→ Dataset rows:
————————

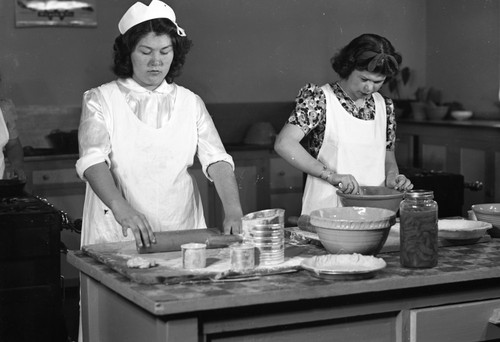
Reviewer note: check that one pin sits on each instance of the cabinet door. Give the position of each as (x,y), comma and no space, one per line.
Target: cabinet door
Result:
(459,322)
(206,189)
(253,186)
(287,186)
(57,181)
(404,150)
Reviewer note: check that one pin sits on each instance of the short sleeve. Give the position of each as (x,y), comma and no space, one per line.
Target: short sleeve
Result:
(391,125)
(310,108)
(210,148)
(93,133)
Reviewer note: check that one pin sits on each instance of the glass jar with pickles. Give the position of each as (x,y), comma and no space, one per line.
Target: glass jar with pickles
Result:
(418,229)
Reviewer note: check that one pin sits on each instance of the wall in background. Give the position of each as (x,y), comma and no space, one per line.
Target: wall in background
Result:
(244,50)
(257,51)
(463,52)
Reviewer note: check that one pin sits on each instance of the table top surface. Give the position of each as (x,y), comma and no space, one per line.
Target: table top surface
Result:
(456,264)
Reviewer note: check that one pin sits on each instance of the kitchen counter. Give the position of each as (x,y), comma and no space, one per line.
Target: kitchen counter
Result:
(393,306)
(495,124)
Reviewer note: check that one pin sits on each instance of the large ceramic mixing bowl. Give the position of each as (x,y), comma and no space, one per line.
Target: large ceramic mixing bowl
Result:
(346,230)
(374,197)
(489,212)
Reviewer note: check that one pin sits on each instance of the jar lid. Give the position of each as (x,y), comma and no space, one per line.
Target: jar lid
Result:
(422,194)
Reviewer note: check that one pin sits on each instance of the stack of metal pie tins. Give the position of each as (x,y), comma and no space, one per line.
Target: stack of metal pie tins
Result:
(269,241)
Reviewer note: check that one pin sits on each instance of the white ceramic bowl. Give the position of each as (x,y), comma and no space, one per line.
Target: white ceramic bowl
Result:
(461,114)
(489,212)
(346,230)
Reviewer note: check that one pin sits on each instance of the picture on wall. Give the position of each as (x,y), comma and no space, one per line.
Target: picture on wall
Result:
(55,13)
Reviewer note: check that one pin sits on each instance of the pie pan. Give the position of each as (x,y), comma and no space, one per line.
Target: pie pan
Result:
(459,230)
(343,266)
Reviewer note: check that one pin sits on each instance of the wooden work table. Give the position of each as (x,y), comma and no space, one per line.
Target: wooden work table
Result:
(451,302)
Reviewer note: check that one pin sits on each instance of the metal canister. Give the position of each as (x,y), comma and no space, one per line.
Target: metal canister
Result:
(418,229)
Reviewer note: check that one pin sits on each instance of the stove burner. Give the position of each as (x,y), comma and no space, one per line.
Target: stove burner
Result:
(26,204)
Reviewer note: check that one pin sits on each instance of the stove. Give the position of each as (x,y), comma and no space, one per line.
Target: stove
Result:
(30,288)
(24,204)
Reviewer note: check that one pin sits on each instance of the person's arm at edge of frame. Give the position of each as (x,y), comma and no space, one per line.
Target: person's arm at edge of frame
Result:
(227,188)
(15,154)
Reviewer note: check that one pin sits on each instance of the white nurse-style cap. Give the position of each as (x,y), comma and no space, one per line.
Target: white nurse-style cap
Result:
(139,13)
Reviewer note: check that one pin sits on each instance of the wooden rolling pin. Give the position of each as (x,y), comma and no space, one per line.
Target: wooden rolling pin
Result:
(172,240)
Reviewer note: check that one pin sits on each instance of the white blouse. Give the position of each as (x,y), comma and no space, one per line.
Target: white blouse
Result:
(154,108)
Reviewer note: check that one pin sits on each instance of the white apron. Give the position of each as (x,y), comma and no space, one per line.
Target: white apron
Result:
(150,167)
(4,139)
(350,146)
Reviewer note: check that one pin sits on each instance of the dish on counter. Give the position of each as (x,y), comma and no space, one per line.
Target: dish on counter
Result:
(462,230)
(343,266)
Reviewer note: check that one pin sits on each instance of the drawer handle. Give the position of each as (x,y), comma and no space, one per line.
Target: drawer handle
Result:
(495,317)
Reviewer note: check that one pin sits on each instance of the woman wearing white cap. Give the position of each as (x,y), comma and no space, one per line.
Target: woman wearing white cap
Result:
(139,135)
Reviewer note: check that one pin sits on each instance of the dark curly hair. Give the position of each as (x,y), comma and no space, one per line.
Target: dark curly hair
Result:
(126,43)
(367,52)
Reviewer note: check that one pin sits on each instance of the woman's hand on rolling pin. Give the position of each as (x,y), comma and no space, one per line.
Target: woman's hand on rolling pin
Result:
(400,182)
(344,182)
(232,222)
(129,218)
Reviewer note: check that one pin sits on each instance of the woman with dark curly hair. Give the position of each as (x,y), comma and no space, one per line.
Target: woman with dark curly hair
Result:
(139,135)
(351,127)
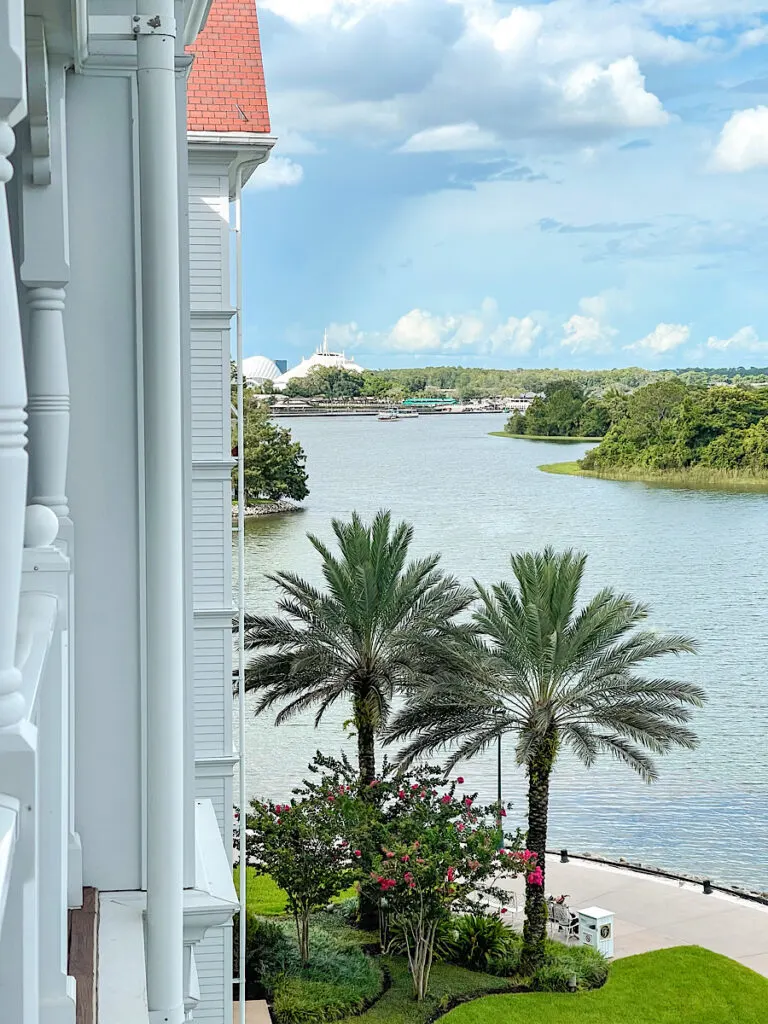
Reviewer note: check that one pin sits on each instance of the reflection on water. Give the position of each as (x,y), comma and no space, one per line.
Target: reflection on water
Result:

————————

→ PROBLEM REQUIREMENTS:
Revise the material so that "Reviewer note" reads "Annotator note" everywhere, leave every other word as it is, and omit the pictures.

→ RESULT OF THE TASK:
Annotator note: check that one pin sits on each instance of the cabinet door. Give the position of each as (x,y), comma and no space, one per line.
Target: cabinet door
Result:
(459,322)
(206,189)
(253,186)
(287,186)
(57,181)
(404,150)
Annotator note: check that one pin sits on each instance of the short sleeve. Give the position of each as (x,y), comma and no space, one per line.
Target: short sleeve
Result:
(391,125)
(310,108)
(210,148)
(93,133)
Annotator note: check that one pin sits on each instance of the glass jar with pickles. Give the position of each as (x,y), comma and no space, one per line.
Target: glass jar with pickles
Result:
(418,229)
Annotator note: check that one pin sits on each instance of the wall in background. Give the position of each as (x,y), comma and no space, one per line.
Target: wall in background
Result:
(244,50)
(257,51)
(463,52)
Annotator note: check that one pin sits on each instance of the table top surface. Give the position of each as (x,y), comma and no space, one per line.
Target: table top surface
Result:
(456,264)
Annotator note: check that one pin sits on each instance of the kitchen counter. Give the position of each as (x,y), comma and no space, one per line.
Target: kitchen counter
Result:
(393,306)
(495,124)
Annotator note: check that one pin sits on each instance of the large ceramic mixing bowl. Give the position of each as (x,y), comma and no space, one per line.
Target: large ceramic mixing bowl
Result:
(346,230)
(374,197)
(489,212)
Annotator note: check that one pin sits on each instance of the jar lid. Give the position of each as (x,y), comma and no space, one per line.
Target: jar lid
Result:
(422,194)
Annotator note: check that one pin sits on each instance of the stack of metal pie tins. Give the position of each as (x,y), comma and no space, one per line.
Target: stack of metal pie tins
Result:
(269,241)
Annotator note: check that one pin sits on each instance of the white ceramic bowl. Give the position of each as (x,y), comma and no space, one per line.
Target: white ceramic bowl
Result:
(461,114)
(489,212)
(346,230)
Annotator note: check that one pin sits on each instance of the picture on wall. Give the position of each as (x,y), comma and no space, one per line.
Target: picture on wall
Result:
(55,13)
Annotator note: check that one pin sits on each instance of the pie pan. Give the position of each as (x,y), comma and no space, one per line.
Target: pie pan
Result:
(459,230)
(343,266)
Annotator note: check that one pin sits on each instance of the wooden work table. Give the position of each as (x,y), comma and no space, one per line.
Target: wooden work table
Result:
(451,302)
Annotator note: check that one pin sits on each instance of the metal canister. Give the position of each as (x,y), comma and no space, one per line.
Target: metal canister
Result:
(418,229)
Annotator note: check that one pin sits on each instance of the stove burner. Give the position of each as (x,y), comma and no space, one per line.
Target: stove burner
Result:
(26,204)
Annotator note: check that one pin sits on each instance of the stove. Give the position of each as (x,y), comma and no space, one per line.
Target: stove
Result:
(30,288)
(24,204)
Annotator note: check that one pin sits on each instance of the person's arm at edge of frame. Give the position of each as (x,y), comma and no space, one per line.
Target: person's arm at edge of frame
Result:
(227,188)
(15,154)
Annotator note: check that one pin sits on each instance of the white nurse-style cap. Give the position of each as (x,y), comma and no space, one per line.
Target: white nurse-style cap
Result:
(139,13)
Annotator note: check that one pin sits on each instance of the wooden rolling pin. Give the position of each as (x,y), comma and no space, one per line.
Target: wooden rolling pin
Result:
(172,240)
Annotator note: check that one pin sits on each instance of the white blouse. Give the position of each as (x,y), comma and no space, one per line.
Target: white blouse
Result:
(154,108)
Annotator note: check that one pin sits on each instance of the white apron. Give the position of each as (x,y), comma and no space, one per line.
Target: white apron
Result:
(150,167)
(4,139)
(350,146)
Annotator note: check that one pin sits on each instance of the dish on counter. Give the position of each as (x,y), comma and no space, one per line.
Target: dish on counter
Result:
(462,230)
(343,266)
Annotator note: check that one pin sits on each instance of the drawer handle. Give the position of each as (x,y), comma and no space, one per line.
Target: drawer handle
Result:
(495,317)
Annotator note: check that one pin sits on each instance of the woman wearing white cap. Give the position of each as (x,y), comma and no space, one per line.
Target: woman wearing white cap
Result:
(139,135)
Annotator note: check that one pin sits on each instance of the dark curly hair. Give the position of each as (x,y), comma and no space, one per line.
Target: dark curly hair
Result:
(126,43)
(367,52)
Annotator note: check that one pin sits on each instance of the woman's hand on rolling pin. Give the position of each as (x,y), comma and no space, one per line.
Target: woman's hand on rolling pin
Result:
(400,182)
(344,182)
(232,222)
(129,218)
Annotator note: check that one pin sits on each instance of the woman with dark curly hair. Give the position of each as (x,y), comma and no space, one per line.
Target: woman with dark curly hair
Result:
(139,135)
(351,127)
Annotator note: check that one pin sits on each instance of the reflection on water. Give the position of each as (x,y), comma and no space, one per line.
Target: reflection on water
Result:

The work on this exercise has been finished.